* [Data records]:
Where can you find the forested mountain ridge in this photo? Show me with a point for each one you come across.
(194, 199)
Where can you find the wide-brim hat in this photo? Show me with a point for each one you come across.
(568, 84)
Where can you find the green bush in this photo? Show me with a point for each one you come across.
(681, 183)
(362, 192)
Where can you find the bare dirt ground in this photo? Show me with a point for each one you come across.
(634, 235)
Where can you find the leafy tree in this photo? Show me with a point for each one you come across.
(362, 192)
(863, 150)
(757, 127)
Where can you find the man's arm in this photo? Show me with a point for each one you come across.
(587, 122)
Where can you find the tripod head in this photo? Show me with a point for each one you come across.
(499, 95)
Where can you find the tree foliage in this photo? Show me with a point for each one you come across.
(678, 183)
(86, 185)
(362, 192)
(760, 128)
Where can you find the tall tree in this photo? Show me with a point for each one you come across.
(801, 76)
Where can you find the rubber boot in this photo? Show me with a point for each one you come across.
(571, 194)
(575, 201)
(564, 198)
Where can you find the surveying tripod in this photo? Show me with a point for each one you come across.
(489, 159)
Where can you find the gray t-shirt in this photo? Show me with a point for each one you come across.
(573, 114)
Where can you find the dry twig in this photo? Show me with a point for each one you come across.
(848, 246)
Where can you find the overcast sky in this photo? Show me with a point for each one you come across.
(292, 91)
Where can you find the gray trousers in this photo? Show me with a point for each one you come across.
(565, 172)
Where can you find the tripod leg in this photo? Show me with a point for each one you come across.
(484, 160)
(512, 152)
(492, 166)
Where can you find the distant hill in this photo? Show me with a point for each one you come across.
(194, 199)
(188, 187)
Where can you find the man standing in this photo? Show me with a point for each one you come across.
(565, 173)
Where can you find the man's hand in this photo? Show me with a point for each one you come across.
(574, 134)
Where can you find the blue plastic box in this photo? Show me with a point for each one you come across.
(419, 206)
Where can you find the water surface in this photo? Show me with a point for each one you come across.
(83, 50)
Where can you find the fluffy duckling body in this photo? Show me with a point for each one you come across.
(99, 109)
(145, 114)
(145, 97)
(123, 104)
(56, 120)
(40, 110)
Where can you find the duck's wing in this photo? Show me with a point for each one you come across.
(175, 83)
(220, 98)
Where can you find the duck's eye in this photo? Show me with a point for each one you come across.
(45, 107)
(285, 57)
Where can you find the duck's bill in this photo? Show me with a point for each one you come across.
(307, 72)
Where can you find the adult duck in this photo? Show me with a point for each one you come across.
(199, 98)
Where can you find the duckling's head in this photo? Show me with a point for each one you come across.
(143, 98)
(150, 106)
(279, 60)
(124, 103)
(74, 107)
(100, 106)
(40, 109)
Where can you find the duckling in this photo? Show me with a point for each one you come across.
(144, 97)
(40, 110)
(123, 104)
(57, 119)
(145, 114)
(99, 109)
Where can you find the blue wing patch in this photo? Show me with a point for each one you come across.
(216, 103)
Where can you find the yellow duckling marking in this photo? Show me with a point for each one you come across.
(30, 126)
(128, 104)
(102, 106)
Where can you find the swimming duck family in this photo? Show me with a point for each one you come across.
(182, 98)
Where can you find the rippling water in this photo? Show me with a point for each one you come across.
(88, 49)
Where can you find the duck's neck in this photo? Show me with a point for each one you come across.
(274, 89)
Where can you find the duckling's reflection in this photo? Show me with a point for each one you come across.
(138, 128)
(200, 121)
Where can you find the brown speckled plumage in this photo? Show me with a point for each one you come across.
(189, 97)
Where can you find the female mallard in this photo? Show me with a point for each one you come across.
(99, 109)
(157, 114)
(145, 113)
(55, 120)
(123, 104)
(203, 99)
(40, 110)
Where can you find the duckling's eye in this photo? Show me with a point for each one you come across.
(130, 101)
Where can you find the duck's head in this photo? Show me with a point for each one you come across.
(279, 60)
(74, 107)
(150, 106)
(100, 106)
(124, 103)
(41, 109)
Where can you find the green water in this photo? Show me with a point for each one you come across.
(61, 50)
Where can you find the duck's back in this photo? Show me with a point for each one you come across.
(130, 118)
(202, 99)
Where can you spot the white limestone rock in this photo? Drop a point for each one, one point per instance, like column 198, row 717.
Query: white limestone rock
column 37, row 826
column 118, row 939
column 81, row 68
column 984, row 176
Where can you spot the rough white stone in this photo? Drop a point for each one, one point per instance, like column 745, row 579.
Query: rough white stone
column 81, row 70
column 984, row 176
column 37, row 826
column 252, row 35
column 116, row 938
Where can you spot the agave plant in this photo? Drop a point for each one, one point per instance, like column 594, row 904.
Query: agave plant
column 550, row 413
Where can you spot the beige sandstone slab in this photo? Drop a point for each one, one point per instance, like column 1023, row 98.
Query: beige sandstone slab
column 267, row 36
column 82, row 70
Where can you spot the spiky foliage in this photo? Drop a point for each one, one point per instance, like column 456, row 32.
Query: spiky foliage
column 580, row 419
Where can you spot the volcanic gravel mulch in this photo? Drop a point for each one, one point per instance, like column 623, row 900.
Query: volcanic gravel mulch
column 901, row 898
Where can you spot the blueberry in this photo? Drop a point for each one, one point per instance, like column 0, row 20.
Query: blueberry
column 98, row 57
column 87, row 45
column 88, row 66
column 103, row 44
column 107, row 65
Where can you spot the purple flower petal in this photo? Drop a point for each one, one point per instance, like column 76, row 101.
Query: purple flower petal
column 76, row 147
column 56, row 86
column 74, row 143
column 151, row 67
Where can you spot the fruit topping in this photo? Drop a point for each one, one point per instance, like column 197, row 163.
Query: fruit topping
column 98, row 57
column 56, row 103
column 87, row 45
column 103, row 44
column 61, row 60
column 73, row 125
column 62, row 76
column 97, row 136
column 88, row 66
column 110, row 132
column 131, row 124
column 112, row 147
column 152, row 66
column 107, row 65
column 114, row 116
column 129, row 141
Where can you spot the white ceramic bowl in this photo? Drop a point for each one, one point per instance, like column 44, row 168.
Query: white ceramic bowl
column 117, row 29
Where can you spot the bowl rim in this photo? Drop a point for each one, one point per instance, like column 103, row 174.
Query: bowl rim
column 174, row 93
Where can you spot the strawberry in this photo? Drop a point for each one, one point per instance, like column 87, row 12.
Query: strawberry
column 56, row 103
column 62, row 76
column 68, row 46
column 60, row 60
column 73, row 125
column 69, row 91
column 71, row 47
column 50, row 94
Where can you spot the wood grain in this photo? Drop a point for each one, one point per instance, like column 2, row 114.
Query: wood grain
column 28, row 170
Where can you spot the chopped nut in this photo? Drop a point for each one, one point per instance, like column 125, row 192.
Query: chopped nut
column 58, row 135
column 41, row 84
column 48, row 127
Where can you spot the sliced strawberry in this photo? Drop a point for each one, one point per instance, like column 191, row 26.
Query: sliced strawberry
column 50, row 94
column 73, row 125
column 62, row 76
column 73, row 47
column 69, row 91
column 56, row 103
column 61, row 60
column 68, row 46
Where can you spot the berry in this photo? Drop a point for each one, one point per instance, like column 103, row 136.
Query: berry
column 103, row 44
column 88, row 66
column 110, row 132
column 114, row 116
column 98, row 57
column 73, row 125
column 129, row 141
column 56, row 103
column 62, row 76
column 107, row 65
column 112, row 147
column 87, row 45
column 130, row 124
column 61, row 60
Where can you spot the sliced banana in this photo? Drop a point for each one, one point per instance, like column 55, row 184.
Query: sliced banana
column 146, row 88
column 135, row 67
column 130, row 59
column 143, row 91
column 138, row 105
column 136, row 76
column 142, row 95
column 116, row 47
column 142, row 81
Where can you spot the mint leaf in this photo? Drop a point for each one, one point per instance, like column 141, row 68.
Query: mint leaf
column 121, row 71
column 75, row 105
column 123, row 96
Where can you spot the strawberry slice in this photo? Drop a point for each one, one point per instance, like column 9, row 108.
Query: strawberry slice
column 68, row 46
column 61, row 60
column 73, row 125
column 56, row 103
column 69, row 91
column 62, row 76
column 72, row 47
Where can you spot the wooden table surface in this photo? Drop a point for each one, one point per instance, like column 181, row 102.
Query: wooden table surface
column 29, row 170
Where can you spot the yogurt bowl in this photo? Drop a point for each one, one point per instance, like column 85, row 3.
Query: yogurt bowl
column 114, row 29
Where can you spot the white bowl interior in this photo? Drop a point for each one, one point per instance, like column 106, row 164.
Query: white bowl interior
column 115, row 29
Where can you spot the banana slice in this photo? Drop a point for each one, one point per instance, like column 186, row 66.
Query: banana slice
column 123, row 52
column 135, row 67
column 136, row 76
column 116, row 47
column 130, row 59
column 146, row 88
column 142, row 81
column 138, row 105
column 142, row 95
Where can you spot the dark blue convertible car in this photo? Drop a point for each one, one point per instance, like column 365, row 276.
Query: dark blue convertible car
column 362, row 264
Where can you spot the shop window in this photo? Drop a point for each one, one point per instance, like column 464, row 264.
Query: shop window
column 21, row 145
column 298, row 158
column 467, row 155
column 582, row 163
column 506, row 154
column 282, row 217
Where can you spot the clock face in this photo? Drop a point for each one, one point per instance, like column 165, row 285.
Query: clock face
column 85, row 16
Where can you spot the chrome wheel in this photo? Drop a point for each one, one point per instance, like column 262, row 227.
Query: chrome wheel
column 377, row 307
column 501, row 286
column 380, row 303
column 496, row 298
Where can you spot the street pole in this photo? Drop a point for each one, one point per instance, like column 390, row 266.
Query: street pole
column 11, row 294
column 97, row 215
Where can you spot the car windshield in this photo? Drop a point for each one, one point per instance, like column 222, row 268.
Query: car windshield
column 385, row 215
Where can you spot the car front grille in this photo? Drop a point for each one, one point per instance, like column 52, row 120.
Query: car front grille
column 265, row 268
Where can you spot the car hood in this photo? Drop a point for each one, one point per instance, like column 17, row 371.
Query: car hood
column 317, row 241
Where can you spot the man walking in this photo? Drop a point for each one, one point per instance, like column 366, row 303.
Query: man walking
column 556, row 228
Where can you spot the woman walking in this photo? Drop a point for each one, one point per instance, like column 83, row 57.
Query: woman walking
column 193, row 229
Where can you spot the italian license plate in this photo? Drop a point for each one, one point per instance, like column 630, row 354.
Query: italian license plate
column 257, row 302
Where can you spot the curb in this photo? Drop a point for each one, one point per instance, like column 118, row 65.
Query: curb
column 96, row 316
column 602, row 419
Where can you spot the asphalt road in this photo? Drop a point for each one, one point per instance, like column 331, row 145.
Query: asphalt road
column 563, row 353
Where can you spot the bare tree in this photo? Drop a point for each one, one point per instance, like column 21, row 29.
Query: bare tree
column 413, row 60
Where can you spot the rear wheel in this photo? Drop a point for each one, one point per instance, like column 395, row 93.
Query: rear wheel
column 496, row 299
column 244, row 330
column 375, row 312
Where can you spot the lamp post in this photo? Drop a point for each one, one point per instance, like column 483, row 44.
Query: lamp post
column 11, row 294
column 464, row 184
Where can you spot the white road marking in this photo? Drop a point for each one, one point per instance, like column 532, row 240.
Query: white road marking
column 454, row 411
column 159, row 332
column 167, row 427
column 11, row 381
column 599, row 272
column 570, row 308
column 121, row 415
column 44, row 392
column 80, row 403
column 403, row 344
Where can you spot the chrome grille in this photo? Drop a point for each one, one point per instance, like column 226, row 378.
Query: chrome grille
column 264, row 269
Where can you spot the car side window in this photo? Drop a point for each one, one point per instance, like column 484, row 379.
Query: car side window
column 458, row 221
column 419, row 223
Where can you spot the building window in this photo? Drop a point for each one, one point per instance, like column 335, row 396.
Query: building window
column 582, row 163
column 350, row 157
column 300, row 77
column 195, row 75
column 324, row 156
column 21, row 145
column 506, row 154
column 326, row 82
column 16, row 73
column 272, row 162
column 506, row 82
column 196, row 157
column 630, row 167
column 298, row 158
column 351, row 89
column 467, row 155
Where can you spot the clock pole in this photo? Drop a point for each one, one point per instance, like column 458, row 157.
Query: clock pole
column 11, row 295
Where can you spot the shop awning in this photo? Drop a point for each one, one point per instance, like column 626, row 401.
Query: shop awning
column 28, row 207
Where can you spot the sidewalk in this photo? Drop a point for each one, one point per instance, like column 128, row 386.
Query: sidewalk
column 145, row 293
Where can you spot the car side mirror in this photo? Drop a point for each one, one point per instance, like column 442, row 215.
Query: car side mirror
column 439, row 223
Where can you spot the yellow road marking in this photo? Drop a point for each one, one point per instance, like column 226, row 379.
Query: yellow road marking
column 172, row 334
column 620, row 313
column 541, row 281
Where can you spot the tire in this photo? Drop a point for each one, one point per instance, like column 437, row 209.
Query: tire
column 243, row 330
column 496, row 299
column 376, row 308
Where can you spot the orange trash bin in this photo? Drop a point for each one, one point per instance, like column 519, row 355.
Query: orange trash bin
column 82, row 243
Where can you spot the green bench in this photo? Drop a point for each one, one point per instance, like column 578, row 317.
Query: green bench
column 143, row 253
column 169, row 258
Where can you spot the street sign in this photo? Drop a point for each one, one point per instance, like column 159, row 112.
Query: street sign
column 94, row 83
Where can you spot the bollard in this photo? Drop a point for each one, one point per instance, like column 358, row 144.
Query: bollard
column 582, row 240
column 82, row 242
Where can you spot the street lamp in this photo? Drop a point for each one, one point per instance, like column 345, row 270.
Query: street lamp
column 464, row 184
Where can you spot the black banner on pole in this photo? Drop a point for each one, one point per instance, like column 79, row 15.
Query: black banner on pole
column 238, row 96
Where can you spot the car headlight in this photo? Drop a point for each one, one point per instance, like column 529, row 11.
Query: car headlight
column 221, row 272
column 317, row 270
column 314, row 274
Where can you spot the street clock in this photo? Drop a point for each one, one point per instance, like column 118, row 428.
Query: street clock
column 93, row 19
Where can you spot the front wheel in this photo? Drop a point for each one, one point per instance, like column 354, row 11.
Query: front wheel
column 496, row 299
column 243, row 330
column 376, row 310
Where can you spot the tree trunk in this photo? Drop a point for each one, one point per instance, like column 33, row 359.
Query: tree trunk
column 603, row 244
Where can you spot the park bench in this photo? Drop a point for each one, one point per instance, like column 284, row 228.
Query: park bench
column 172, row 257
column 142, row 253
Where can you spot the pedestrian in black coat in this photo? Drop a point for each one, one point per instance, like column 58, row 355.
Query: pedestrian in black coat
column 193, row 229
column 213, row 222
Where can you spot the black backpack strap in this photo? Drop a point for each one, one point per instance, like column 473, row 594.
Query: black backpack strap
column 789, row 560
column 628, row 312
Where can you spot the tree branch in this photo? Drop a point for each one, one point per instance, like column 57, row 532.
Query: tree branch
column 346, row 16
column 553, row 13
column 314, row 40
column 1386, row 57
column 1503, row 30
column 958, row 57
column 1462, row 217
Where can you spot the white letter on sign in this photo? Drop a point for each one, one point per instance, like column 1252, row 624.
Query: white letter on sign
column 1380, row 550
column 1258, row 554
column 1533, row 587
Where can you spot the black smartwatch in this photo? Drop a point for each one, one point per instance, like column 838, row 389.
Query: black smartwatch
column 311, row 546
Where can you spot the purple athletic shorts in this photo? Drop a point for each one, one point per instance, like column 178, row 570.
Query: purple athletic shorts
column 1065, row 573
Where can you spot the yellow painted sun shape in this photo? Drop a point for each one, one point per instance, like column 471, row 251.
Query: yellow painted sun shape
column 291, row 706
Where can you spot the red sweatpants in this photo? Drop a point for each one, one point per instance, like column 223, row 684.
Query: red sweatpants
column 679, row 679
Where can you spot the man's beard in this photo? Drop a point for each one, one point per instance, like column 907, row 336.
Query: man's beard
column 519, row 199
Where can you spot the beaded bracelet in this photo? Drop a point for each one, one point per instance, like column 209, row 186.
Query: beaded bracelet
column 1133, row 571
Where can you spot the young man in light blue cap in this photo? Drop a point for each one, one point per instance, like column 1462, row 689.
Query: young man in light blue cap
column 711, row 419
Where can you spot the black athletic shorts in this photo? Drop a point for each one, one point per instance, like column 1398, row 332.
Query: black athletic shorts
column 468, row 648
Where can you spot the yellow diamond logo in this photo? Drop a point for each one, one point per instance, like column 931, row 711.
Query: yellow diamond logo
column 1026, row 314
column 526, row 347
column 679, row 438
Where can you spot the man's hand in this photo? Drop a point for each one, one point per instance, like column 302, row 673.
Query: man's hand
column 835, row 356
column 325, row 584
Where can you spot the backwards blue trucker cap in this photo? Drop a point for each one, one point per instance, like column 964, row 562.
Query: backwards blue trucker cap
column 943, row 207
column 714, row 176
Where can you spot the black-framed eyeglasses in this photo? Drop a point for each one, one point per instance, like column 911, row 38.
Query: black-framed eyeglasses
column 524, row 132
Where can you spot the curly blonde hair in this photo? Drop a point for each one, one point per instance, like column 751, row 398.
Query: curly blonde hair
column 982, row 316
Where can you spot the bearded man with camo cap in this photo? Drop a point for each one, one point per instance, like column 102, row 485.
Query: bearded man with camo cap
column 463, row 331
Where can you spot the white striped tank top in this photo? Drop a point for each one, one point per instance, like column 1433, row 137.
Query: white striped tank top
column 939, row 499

* [Your goal]:
Convert the items into a two-column CSV with the headers request and answer, one row per item. Begin at the line that contains "Where can you spot the black-framed" and stop after the line that contains "column 982, row 316". Enclose each field in quotation marks and replace any line breaks with spaces.

* [Exercise result]:
request,answer
"Where can you spot the black-framed eyeglasses in this photo? Drop a point for each one, one point per instance, like column 911, row 38. Query: black-framed eyeglasses","column 524, row 132"
"Where can you spot the curly blonde hair in this photo? Drop a point for each one, one point per instance, like column 751, row 398. Query: curly blonde hair","column 982, row 316"